▶ Do this
Reproduce verbatim the lines of the material between the line containing "For the site audit, find each instance of the gable" and the line containing "(1004, 573)", inclusive.

▶ Records for this exercise
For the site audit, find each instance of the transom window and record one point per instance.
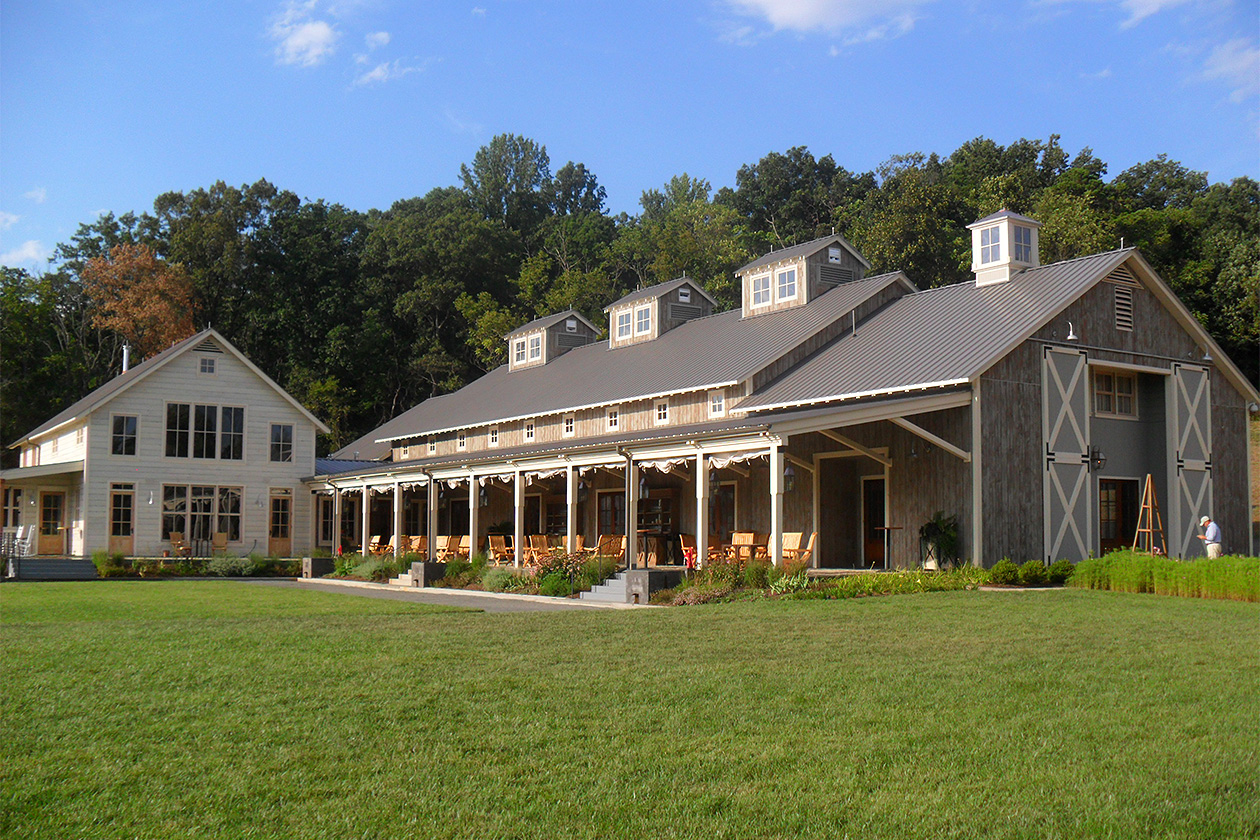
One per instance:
(1023, 243)
(1115, 394)
(643, 320)
(761, 290)
(788, 285)
(124, 438)
(990, 244)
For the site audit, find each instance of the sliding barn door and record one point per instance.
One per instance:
(1191, 470)
(1065, 407)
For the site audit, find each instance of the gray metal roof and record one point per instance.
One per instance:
(708, 351)
(551, 320)
(803, 249)
(658, 290)
(935, 336)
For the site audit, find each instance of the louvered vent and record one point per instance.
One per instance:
(1124, 309)
(834, 275)
(684, 312)
(208, 346)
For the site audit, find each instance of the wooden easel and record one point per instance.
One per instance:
(1149, 522)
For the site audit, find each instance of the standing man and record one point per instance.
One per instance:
(1211, 537)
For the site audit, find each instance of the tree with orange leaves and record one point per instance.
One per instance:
(141, 297)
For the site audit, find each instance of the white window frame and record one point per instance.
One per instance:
(779, 283)
(717, 403)
(638, 311)
(755, 291)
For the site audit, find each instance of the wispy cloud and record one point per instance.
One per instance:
(1237, 63)
(300, 38)
(29, 252)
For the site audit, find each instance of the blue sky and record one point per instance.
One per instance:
(363, 102)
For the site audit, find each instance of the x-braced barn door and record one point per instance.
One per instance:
(1191, 469)
(1065, 409)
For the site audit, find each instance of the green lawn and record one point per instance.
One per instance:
(228, 710)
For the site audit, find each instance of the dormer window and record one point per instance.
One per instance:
(990, 244)
(761, 290)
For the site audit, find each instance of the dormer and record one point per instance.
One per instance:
(647, 314)
(796, 275)
(548, 338)
(1003, 244)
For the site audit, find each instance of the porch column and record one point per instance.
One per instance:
(474, 508)
(631, 511)
(702, 494)
(337, 522)
(776, 504)
(571, 509)
(367, 519)
(397, 534)
(518, 519)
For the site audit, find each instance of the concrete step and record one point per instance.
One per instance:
(612, 591)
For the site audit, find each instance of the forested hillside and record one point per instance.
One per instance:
(360, 315)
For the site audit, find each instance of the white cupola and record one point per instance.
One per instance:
(1002, 246)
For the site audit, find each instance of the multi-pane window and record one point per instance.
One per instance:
(643, 320)
(1023, 243)
(232, 433)
(121, 509)
(122, 440)
(761, 290)
(178, 426)
(990, 244)
(788, 285)
(1115, 394)
(204, 431)
(282, 442)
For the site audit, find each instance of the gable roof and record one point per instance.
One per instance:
(658, 290)
(548, 321)
(803, 249)
(712, 351)
(124, 380)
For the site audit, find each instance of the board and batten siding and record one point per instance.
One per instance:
(179, 382)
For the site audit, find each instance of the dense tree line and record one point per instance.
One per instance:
(360, 315)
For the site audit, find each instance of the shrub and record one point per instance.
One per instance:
(1032, 573)
(1060, 572)
(226, 566)
(1004, 573)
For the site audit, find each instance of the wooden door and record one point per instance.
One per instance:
(122, 511)
(280, 542)
(1065, 409)
(52, 513)
(873, 520)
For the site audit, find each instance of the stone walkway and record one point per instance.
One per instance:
(484, 601)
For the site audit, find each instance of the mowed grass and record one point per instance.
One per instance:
(233, 710)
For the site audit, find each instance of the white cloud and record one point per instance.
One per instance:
(303, 40)
(1237, 63)
(833, 15)
(29, 252)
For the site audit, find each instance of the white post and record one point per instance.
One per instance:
(518, 519)
(631, 511)
(702, 494)
(776, 504)
(367, 519)
(571, 513)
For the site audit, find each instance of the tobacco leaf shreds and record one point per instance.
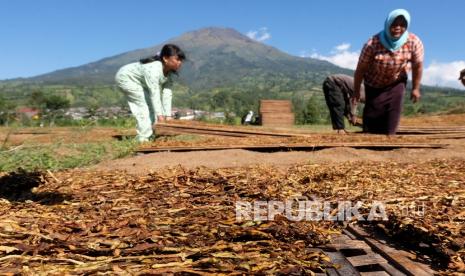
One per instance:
(180, 221)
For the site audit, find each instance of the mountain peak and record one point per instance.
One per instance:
(217, 57)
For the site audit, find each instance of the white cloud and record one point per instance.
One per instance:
(443, 74)
(437, 73)
(260, 35)
(340, 55)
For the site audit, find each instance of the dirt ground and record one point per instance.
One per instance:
(242, 158)
(144, 163)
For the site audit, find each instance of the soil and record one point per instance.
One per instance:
(144, 163)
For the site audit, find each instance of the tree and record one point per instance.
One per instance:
(55, 106)
(311, 113)
(6, 111)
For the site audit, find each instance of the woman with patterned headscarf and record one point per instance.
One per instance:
(383, 67)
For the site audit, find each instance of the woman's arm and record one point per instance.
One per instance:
(417, 72)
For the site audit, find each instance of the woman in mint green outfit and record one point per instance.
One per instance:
(146, 85)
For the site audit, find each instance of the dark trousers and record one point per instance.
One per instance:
(383, 107)
(336, 102)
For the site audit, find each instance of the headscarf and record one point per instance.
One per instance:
(385, 35)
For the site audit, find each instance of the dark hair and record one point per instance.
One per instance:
(168, 50)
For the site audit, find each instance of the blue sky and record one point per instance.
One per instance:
(40, 36)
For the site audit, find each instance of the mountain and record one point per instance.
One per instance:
(217, 57)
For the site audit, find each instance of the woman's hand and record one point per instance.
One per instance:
(415, 96)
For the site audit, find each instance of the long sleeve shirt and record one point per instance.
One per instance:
(150, 76)
(386, 67)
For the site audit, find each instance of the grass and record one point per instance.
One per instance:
(63, 155)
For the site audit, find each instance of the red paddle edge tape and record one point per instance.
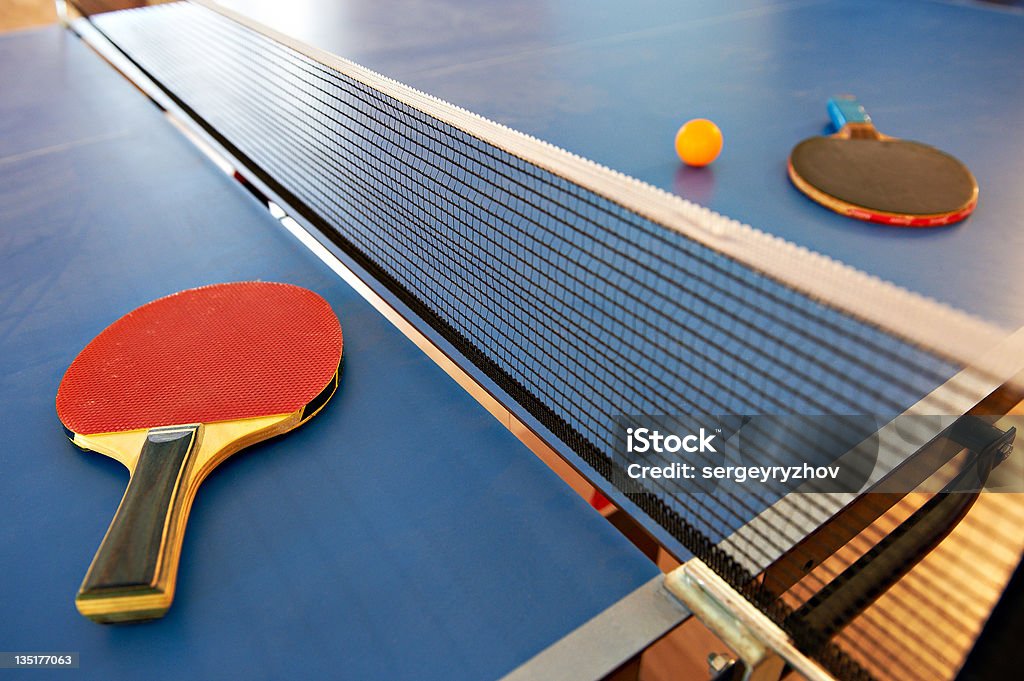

▶ Complete output
For the site audit, find each instance of the gable roof and record one point per instance.
One per instance:
(658, 290)
(548, 321)
(803, 249)
(712, 351)
(124, 380)
For the site audit, find each instance of the board and batten siding and record one point per instance.
One per instance:
(179, 382)
For the site audit, find each instance of the dense tree line and record one point per instance.
One per instance:
(360, 315)
For the site audit, find each instance of the shrub and record one point per instance.
One per instance:
(1032, 573)
(1060, 572)
(226, 566)
(1004, 573)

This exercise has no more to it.